With the recent heat wave entering Karachi, along with the shortage of water supply and the increase in electricity load shedding, Karachiites are witnessing the hottest summers ever.
Anybody can suffer from a heat stroke, but the people most prone to it in this weather are kids, senior citizens, pregnant women and people with existing medical conditions.
A person suffering from a heat stroke should be rushed to the hospital immediately. In order to diagnose, here are some of the identifiers displayed by someone suffering from a heat stroke.
Symptoms of a Heatstroke
- Very High Blood pressure
- Red, hot and dry skin (Without sweat)
- A dry and swollen tongue
- Rapid pulse
- A throbbing headache
- Dizziness, confusion, and nausea
- Eventual unconsciousness
With Army Camps being set up at different locations to help the citizens of Karachi, here is a list of things you can do to protect yourself and others from a heat stroke.

### Given data
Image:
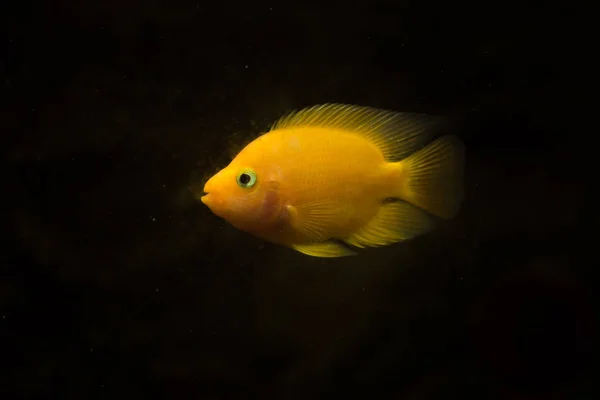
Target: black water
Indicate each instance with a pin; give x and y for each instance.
(117, 283)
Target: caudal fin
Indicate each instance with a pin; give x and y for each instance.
(433, 177)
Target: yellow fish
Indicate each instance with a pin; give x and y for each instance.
(332, 178)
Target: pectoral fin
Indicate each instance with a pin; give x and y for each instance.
(315, 220)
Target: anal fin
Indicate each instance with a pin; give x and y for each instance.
(394, 222)
(327, 249)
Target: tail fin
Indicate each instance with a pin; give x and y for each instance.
(433, 177)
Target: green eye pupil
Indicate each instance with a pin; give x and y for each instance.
(246, 179)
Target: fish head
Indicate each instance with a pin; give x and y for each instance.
(245, 193)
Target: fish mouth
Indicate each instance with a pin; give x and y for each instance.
(205, 198)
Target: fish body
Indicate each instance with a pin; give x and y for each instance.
(332, 178)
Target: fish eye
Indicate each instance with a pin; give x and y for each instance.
(246, 179)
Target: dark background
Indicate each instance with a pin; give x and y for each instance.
(116, 282)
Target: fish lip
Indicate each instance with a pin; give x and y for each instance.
(204, 198)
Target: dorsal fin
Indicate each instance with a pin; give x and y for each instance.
(396, 134)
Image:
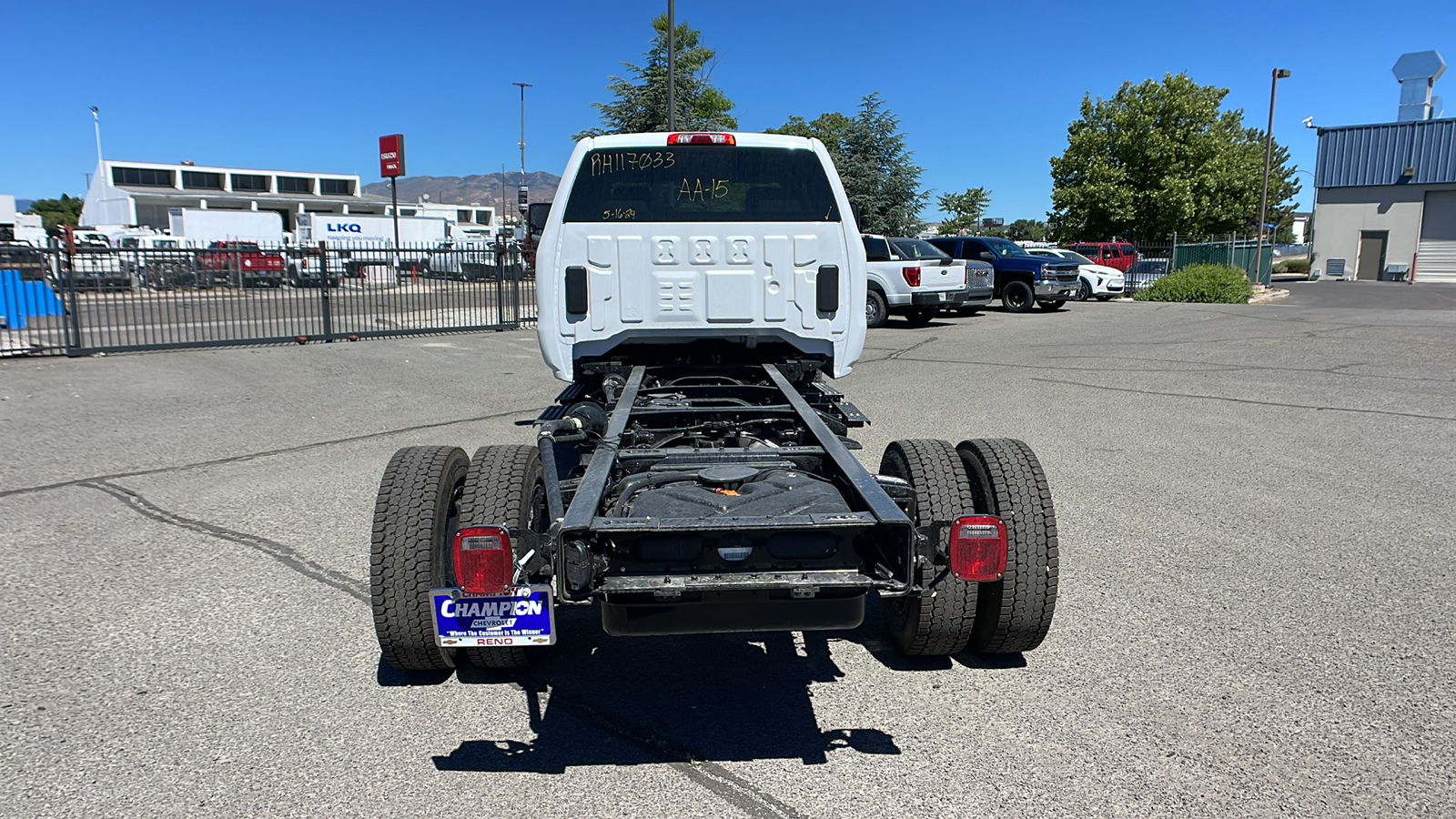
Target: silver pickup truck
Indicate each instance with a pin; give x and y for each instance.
(912, 278)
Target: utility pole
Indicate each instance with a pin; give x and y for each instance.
(521, 205)
(1264, 197)
(96, 116)
(672, 67)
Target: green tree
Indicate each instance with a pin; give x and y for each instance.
(965, 212)
(871, 157)
(1162, 157)
(57, 213)
(1026, 230)
(641, 102)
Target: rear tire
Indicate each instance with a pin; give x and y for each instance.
(1016, 612)
(939, 625)
(504, 489)
(875, 308)
(1018, 298)
(414, 518)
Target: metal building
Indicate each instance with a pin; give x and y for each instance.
(140, 194)
(1385, 194)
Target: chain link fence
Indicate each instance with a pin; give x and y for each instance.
(167, 296)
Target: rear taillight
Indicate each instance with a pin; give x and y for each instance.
(484, 560)
(701, 140)
(979, 548)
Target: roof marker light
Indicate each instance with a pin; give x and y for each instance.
(701, 140)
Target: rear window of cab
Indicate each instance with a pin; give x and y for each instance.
(701, 184)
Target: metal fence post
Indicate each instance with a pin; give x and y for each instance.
(73, 315)
(328, 314)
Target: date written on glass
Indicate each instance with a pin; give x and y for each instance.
(622, 160)
(696, 191)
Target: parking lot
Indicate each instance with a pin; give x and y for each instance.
(1256, 605)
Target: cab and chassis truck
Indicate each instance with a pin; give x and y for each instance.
(696, 475)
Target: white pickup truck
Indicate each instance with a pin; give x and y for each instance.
(912, 278)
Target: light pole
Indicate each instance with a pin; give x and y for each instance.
(1264, 197)
(672, 69)
(521, 203)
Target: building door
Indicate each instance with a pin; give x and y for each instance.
(1372, 254)
(1436, 254)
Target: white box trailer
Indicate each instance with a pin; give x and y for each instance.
(357, 241)
(351, 229)
(203, 227)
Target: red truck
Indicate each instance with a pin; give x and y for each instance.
(240, 264)
(1120, 256)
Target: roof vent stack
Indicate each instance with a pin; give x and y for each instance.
(1417, 73)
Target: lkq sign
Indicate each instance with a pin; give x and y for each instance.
(392, 157)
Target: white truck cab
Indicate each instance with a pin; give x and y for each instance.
(734, 238)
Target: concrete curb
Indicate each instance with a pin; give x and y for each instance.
(1267, 296)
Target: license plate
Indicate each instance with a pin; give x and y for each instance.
(521, 617)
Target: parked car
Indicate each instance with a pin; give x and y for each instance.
(305, 268)
(1023, 280)
(470, 259)
(912, 278)
(25, 258)
(1098, 281)
(1117, 256)
(160, 263)
(1145, 273)
(240, 264)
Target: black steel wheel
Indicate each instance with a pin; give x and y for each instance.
(504, 489)
(415, 516)
(1014, 612)
(1018, 298)
(941, 624)
(875, 308)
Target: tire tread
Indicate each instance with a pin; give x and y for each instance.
(1016, 612)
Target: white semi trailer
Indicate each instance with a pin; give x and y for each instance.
(369, 229)
(201, 227)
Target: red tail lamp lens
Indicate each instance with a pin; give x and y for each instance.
(484, 560)
(701, 140)
(979, 548)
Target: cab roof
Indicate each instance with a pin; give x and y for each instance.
(742, 138)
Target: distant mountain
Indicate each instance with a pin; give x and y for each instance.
(484, 188)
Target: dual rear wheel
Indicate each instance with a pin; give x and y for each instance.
(989, 477)
(430, 493)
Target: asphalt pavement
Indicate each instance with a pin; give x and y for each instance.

### Exercise directions
Reproduce the passage of the Karachi heatstroke text that begins at the words "With the recent" and stops after "skin (Without sweat)".

### Solution to this exercise
With the recent heat wave entering Karachi, along with the shortage of water supply and the increase in electricity load shedding, Karachiites are witnessing the hottest summers ever.
Anybody can suffer from a heat stroke, but the people most prone to it in this weather are kids, senior citizens, pregnant women and people with existing medical conditions.
A person suffering from a heat stroke should be rushed to the hospital immediately. In order to diagnose, here are some of the identifiers displayed by someone suffering from a heat stroke.
Symptoms of a Heatstroke
- Very High Blood pressure
- Red, hot and dry skin (Without sweat)